== Segment start ==

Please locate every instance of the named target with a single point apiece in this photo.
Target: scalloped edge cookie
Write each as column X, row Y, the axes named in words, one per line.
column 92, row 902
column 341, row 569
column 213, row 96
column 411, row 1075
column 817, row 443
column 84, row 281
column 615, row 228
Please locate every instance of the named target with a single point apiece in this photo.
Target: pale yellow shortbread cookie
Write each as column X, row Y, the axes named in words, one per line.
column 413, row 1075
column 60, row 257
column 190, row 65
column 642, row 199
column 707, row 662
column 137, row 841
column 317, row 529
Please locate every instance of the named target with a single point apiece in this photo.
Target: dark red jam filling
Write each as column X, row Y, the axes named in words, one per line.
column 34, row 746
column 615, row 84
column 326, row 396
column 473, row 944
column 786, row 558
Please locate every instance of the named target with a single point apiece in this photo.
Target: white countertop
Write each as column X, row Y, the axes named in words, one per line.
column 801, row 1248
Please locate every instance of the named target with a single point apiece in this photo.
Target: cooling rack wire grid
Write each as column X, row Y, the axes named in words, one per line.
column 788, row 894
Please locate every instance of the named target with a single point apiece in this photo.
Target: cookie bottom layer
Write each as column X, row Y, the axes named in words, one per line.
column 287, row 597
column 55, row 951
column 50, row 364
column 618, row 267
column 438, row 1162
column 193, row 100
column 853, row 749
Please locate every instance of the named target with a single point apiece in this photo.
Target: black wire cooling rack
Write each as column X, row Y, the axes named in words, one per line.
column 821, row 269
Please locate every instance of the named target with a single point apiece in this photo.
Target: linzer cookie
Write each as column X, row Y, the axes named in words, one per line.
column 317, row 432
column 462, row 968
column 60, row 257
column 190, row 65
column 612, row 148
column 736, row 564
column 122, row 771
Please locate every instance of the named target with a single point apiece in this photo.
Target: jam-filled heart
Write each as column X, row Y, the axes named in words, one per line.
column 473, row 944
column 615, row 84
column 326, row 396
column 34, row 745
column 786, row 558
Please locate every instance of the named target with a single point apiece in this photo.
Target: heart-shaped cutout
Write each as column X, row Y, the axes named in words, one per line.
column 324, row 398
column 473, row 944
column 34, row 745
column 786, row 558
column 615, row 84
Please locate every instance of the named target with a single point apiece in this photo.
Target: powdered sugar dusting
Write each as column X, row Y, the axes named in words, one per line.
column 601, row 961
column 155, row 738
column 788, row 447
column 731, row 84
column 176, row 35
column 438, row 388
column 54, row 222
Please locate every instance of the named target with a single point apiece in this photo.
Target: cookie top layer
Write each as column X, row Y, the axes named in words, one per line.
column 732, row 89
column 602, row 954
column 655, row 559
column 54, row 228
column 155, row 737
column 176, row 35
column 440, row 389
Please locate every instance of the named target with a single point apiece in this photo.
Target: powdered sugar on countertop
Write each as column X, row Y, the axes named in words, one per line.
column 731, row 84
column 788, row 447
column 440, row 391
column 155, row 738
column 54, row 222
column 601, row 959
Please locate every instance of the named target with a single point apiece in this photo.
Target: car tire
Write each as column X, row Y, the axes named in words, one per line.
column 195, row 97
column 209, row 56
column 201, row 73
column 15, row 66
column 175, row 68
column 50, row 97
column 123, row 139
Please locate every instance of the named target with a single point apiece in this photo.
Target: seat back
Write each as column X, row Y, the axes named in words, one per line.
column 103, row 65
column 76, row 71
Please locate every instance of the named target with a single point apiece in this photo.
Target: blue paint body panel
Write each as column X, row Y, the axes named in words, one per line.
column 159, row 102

== Segment end ==

Copy each line above that contains the word "countertop".

Target: white countertop
Target: powdered sugar on countertop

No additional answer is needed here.